- EXERCISE TASK
Rewrite every line of the entries below, keeping the request lines unchanged. Scale each point coordinate in the answers by 0.8 and round it to a whole number, with halves rounded up.

- RECORDS FOR PROCESSING
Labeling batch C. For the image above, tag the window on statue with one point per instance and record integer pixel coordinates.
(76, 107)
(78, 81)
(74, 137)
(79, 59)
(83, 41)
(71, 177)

- PROBLEM SOLUTION
Labeling batch C. For the image above, tag the window on statue with one point per instance and record integer pixel coordinates.
(61, 86)
(62, 65)
(59, 110)
(63, 47)
(66, 33)
(57, 142)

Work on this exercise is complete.